The problem
Copy out the records below word for word, leaving out the pictures.

Information supplied
- - - - -
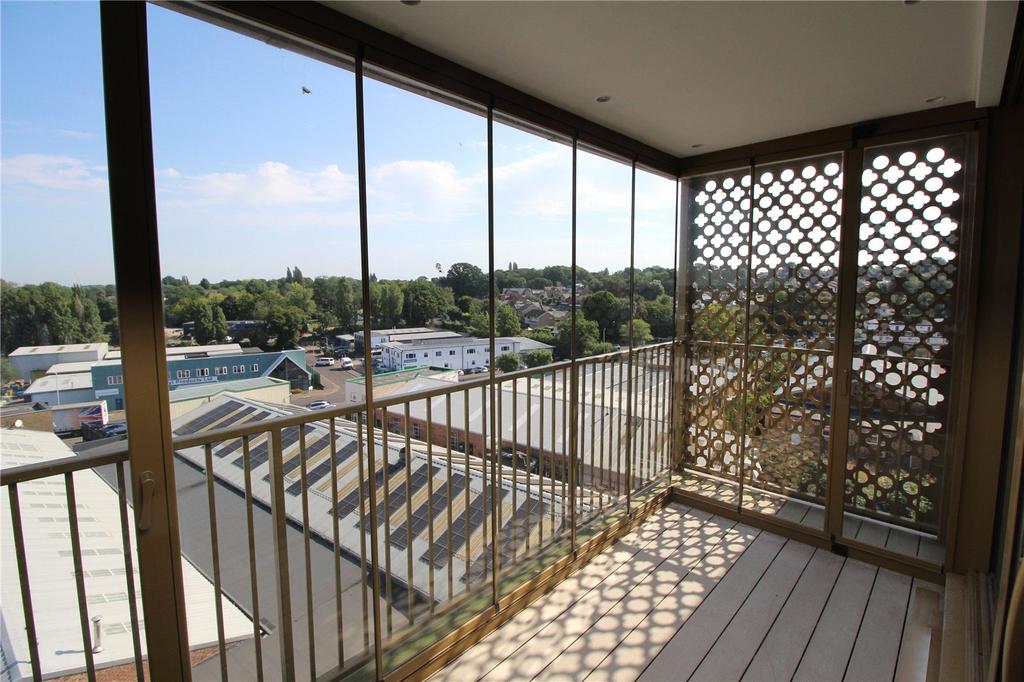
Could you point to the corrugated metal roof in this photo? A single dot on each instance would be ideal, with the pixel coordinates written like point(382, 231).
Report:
point(61, 348)
point(44, 513)
point(60, 382)
point(215, 388)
- - - - -
Correct result
Could you point to the corrugated metal roof in this photo? A single dot on each instance would be ideal, with the pixel coordinates written like point(382, 231).
Report:
point(61, 348)
point(44, 513)
point(60, 382)
point(215, 388)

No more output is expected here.